| DIRECTION 1 |
In the LLVMdev post, reproduce the passage from "[LLVMdev] Proposal for" to "programming rely on." word for word.
| DIRECTION 2 |
According to the LLVMdev post, what does the Linux kernel use atomic load-bitwise-store instructions for?

━━━━━ EXCERPT TO READ ━━━━━

[LLVMdev] Proposal for atomic and synchronization instructions
John Criswell
criswell at cs.uiuc.edu
Mon Jul 9 08:05:04 PDT 2007
Chandler Carruth wrote:
> Hello,
>
> After a fair amount of research and work, I have put together a
> concrete proposal for LLVM representations of atomic operations and
> synchronization constructs. These aim to provide the minimal
> functionality in the IR for representing the hardware constructs that
> threading libraries and parallel programming rely on.
>
> http://chandlerc.net/llvm_atomics.html
>
> While I am no expert on the various architectures, I've done my best
> at providing base-line implementations for each instruction. I am sure
> these will need tweaking and fixing, but should provide a very good
> starting point for the targets.
>
> Comments are more than welcome, especially suggestions for
> improvement. I hope this provides a sound background and a good
> starting place for bringing these features to LLVM. Many thanks also
> go to Reid who has helped tremendously with putting this together, and
> several of the people at Aerospace who helped in the research phase.
>
This looks good; this is basically what we came up with for the SVA-OS work.
Some comments:
1) You may want to consider adding atomic load-<bitwise operation>-store
instructions in addition to load-<add/subtract> instructions. The Linux
kernel uses these for atomic bit setting/clearing, and on many systems
they can be implemented more efficiently using special assembly
instructions. That said, I have never run experiments to verify that
such instructions are critical to kernel performance.

━━━━━ DATASET CONTENT ━━━━━

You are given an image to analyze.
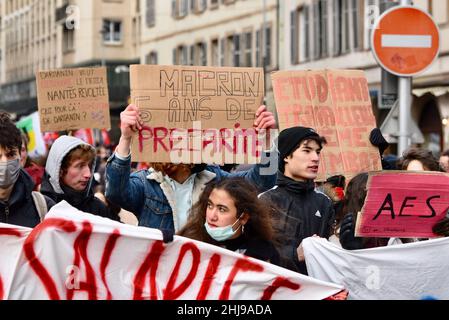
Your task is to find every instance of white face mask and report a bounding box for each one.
[204,213,243,241]
[0,159,20,188]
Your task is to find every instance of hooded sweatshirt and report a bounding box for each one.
[40,136,119,220]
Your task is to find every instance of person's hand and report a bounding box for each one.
[296,241,306,262]
[340,212,363,250]
[254,105,277,129]
[296,234,321,262]
[432,216,449,237]
[369,128,390,156]
[324,290,349,300]
[120,104,142,140]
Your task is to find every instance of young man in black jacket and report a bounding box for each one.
[0,112,55,228]
[260,127,334,274]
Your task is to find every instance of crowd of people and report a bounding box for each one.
[0,105,449,296]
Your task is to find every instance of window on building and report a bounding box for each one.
[220,38,226,67]
[210,39,220,66]
[290,9,299,64]
[189,45,198,66]
[264,26,272,66]
[224,35,234,67]
[243,31,253,67]
[196,42,207,66]
[256,30,262,67]
[172,0,189,18]
[351,0,362,50]
[178,46,189,66]
[209,0,219,9]
[190,0,207,13]
[313,0,328,59]
[145,51,157,64]
[298,6,311,62]
[341,0,351,53]
[232,34,242,67]
[332,0,343,56]
[62,24,75,53]
[147,0,156,28]
[103,19,122,43]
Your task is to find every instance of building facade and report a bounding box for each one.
[0,0,140,122]
[279,0,449,153]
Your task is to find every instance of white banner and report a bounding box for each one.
[0,202,343,300]
[303,238,449,300]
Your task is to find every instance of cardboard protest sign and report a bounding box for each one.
[303,237,449,300]
[355,171,449,238]
[272,70,382,181]
[36,67,111,132]
[0,201,343,300]
[130,65,264,164]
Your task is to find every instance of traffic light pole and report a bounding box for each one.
[398,0,412,156]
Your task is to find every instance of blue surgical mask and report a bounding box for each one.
[204,214,243,241]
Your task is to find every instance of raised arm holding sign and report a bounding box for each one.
[106,66,276,235]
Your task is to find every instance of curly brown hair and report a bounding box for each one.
[398,148,442,171]
[178,178,273,244]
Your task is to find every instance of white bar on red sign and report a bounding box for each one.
[382,34,432,48]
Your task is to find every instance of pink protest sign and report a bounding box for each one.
[355,171,449,238]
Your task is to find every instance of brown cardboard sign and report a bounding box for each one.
[130,65,264,164]
[36,67,111,132]
[272,70,382,181]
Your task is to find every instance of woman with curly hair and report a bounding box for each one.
[178,178,279,264]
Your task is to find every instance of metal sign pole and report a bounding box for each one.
[398,0,413,156]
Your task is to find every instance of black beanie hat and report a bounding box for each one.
[277,127,320,172]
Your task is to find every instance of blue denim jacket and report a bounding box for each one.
[106,154,276,232]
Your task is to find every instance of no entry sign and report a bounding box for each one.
[371,6,440,77]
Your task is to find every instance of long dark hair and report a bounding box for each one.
[178,178,273,244]
[342,172,368,221]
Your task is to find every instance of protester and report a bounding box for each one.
[178,178,279,264]
[20,132,45,191]
[106,105,276,232]
[41,136,118,220]
[369,128,397,170]
[440,149,449,172]
[0,112,55,228]
[260,127,334,274]
[339,147,449,250]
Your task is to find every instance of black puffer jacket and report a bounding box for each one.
[260,173,334,274]
[41,174,119,221]
[0,169,55,228]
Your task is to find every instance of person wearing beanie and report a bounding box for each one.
[105,104,276,233]
[40,136,119,220]
[260,127,334,274]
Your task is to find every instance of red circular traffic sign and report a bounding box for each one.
[371,6,440,77]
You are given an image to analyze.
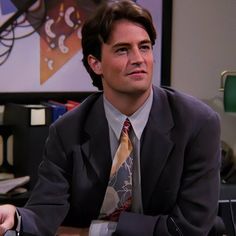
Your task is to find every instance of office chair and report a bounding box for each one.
[218,70,236,236]
[219,70,236,112]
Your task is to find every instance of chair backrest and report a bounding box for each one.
[220,71,236,112]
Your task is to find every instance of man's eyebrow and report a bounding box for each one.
[112,39,152,48]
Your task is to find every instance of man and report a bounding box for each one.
[0,0,220,236]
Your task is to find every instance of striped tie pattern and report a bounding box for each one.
[100,119,133,221]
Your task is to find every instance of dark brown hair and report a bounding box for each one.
[82,0,156,90]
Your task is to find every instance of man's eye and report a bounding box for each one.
[140,44,151,51]
[116,48,128,54]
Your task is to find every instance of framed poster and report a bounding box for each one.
[0,0,172,104]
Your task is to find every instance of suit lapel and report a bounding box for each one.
[81,93,112,186]
[140,88,174,209]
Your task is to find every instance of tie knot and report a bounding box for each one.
[122,118,131,134]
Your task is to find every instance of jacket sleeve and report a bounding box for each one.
[18,125,70,236]
[115,112,221,236]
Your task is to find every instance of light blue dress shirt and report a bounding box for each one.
[89,91,153,236]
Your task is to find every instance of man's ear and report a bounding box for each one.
[88,55,102,75]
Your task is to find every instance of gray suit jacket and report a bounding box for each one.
[19,87,220,236]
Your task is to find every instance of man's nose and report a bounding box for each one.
[129,48,144,64]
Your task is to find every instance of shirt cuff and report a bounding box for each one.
[89,220,117,236]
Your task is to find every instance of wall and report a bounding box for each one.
[171,0,236,153]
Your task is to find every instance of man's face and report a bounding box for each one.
[95,20,153,97]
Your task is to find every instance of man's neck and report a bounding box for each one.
[104,88,152,116]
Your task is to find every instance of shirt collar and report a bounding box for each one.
[103,90,153,140]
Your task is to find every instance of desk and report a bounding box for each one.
[56,226,89,236]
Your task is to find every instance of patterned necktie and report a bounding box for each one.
[100,119,133,221]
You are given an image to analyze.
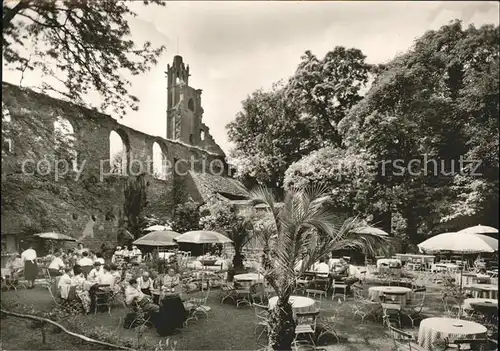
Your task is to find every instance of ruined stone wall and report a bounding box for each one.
[2,83,227,246]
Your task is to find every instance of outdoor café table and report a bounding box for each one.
[233,273,264,285]
[268,296,317,313]
[418,317,487,350]
[431,263,458,272]
[463,298,498,310]
[377,258,401,268]
[470,301,498,319]
[455,272,491,285]
[464,284,498,300]
[154,293,187,336]
[368,286,412,307]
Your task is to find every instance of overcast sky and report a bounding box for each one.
[3,1,499,152]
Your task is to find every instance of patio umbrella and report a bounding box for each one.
[133,230,180,246]
[142,224,172,235]
[175,230,233,244]
[33,232,76,241]
[354,226,389,236]
[417,232,498,254]
[457,224,498,234]
[417,232,498,289]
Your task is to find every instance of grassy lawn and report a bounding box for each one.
[1,287,450,351]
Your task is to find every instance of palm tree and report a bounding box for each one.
[252,186,385,350]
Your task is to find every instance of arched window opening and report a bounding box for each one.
[153,142,167,180]
[54,116,78,170]
[2,102,12,154]
[2,102,12,122]
[109,131,129,175]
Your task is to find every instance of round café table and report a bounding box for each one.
[233,273,264,287]
[418,317,487,350]
[463,298,498,310]
[368,286,412,307]
[268,296,317,313]
[464,284,498,300]
[470,301,498,319]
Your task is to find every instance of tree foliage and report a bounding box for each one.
[2,0,165,115]
[227,47,371,189]
[200,198,253,268]
[252,186,385,350]
[172,201,201,233]
[285,21,499,243]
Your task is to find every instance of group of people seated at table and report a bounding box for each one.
[111,245,142,264]
[295,254,349,278]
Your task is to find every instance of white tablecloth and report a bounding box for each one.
[463,298,498,310]
[268,296,316,313]
[377,258,401,268]
[431,263,458,272]
[464,284,498,300]
[418,317,487,350]
[368,286,412,307]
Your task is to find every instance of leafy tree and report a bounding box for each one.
[2,0,165,115]
[287,46,372,146]
[172,201,201,233]
[252,186,385,350]
[339,21,499,243]
[227,85,313,188]
[200,198,253,268]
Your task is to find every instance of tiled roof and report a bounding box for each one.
[189,171,249,201]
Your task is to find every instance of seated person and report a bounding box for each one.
[125,279,160,312]
[77,251,94,267]
[162,267,181,289]
[130,245,142,263]
[94,252,106,265]
[314,258,330,278]
[7,253,24,275]
[48,252,66,277]
[72,267,91,313]
[111,246,123,263]
[57,267,73,300]
[87,261,103,284]
[137,271,153,295]
[97,262,115,289]
[75,243,88,256]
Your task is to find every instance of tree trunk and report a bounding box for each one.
[269,292,295,351]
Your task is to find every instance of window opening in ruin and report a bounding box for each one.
[54,116,78,171]
[153,142,167,180]
[109,131,129,175]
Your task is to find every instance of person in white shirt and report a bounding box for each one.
[97,264,115,288]
[314,258,330,278]
[137,272,153,295]
[78,251,94,267]
[130,245,142,263]
[75,243,88,256]
[48,252,66,277]
[125,279,160,312]
[87,262,103,284]
[94,252,106,265]
[57,268,73,300]
[111,246,123,263]
[21,244,38,289]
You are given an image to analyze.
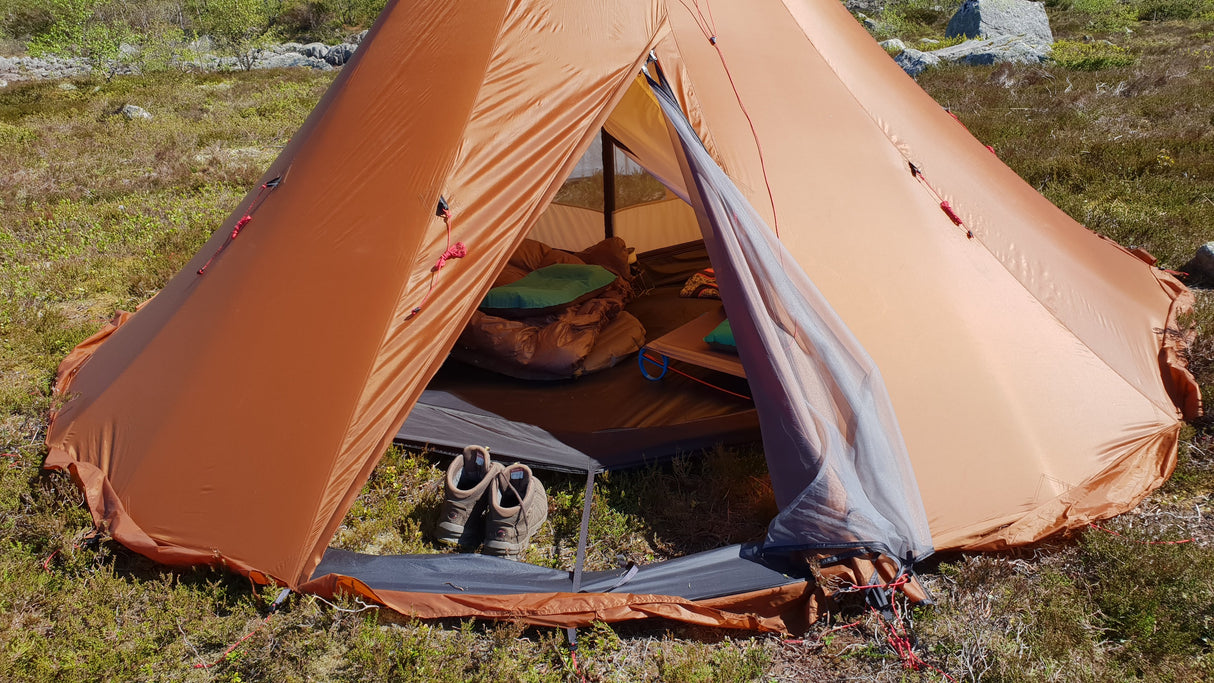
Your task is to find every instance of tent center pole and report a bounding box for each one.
[601,129,615,239]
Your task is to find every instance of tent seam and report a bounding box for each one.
[293,4,522,584]
[779,0,1178,422]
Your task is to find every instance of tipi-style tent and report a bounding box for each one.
[46,0,1199,628]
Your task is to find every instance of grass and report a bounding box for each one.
[0,0,1214,682]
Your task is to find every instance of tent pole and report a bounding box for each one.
[601,129,615,238]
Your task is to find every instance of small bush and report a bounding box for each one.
[1050,40,1135,72]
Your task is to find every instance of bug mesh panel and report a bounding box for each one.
[651,78,932,560]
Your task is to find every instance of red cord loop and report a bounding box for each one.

━━━━━

| EXERCISE ANSWER 1 |
[LLVMdev] Proposal for atomic and synchronization instructions
John Criswell
criswell at cs.uiuc.edu
Mon Jul 9 08:05:04 PDT 2007
Chandler Carruth wrote:
> Hello,
>
> After a fair amount of research and work, I have put together a
> concrete proposal for LLVM representations of atomic operations and
> synchronization constructs. These aim to provide the minimal
> functionality in the IR for representing the hardware constructs that
> threading libraries and parallel programming rely on.

| EXERCISE ANSWER 2 |
Atomic bit setting and clearing.